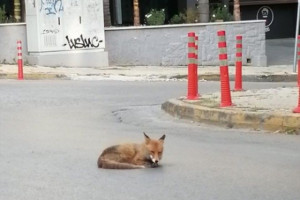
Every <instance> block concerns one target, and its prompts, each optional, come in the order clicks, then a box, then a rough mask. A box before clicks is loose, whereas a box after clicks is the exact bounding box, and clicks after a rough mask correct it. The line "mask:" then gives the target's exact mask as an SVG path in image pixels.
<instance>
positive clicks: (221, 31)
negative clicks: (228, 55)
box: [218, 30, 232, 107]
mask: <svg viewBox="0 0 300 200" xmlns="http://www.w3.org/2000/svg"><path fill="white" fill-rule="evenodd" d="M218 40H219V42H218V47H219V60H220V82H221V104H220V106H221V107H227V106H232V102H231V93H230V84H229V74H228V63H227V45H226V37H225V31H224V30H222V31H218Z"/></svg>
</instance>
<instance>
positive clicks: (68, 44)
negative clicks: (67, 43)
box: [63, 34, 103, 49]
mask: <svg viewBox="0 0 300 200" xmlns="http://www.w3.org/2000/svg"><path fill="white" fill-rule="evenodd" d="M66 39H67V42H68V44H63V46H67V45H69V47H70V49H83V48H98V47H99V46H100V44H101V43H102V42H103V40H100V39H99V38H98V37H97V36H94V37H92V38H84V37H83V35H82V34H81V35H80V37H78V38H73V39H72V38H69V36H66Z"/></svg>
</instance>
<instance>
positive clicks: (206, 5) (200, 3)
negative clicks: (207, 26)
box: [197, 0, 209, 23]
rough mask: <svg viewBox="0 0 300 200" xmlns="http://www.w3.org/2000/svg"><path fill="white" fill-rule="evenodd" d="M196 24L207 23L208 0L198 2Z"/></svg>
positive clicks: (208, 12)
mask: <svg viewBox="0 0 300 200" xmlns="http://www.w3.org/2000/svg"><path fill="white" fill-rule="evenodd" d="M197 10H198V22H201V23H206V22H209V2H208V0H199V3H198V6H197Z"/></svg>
━━━━━━━━━━
Work instruction>
A faithful copy of the entries above is needed, one that contains no images.

Task result>
Every <instance> block concerns one target, and its prompts, each optional, come in the order clicks, then a box, then a rough mask. A box before clicks is loose, whereas a box after clicks is the exact bounding box, and clicks after a rough mask correct it. The line "mask:" then gives the target's exact mask as an SVG path in image pixels.
<instance>
positive clicks: (221, 31)
negative clicks: (228, 55)
box: [218, 30, 232, 107]
mask: <svg viewBox="0 0 300 200" xmlns="http://www.w3.org/2000/svg"><path fill="white" fill-rule="evenodd" d="M218 40H219V42H218V47H219V60H220V82H221V104H220V106H221V107H227V106H232V102H231V93H230V84H229V74H228V63H227V45H226V37H225V31H224V30H222V31H218Z"/></svg>
</instance>
<instance>
positive clicks: (68, 44)
negative clicks: (67, 43)
box: [63, 34, 103, 49]
mask: <svg viewBox="0 0 300 200" xmlns="http://www.w3.org/2000/svg"><path fill="white" fill-rule="evenodd" d="M66 39H67V42H68V44H63V46H67V45H69V47H70V49H83V48H98V47H99V46H100V44H101V43H102V42H103V40H100V39H99V38H98V37H97V36H94V37H92V38H84V37H83V35H82V34H81V35H80V37H78V38H73V39H72V38H69V36H66Z"/></svg>
</instance>
<instance>
positive clicks: (206, 5) (200, 3)
negative clicks: (207, 26)
box: [197, 0, 209, 23]
rough mask: <svg viewBox="0 0 300 200" xmlns="http://www.w3.org/2000/svg"><path fill="white" fill-rule="evenodd" d="M196 24L207 23L208 0L198 2Z"/></svg>
positive clicks: (208, 12)
mask: <svg viewBox="0 0 300 200" xmlns="http://www.w3.org/2000/svg"><path fill="white" fill-rule="evenodd" d="M197 10H198V22H201V23H206V22H209V2H208V0H199V3H198V6H197Z"/></svg>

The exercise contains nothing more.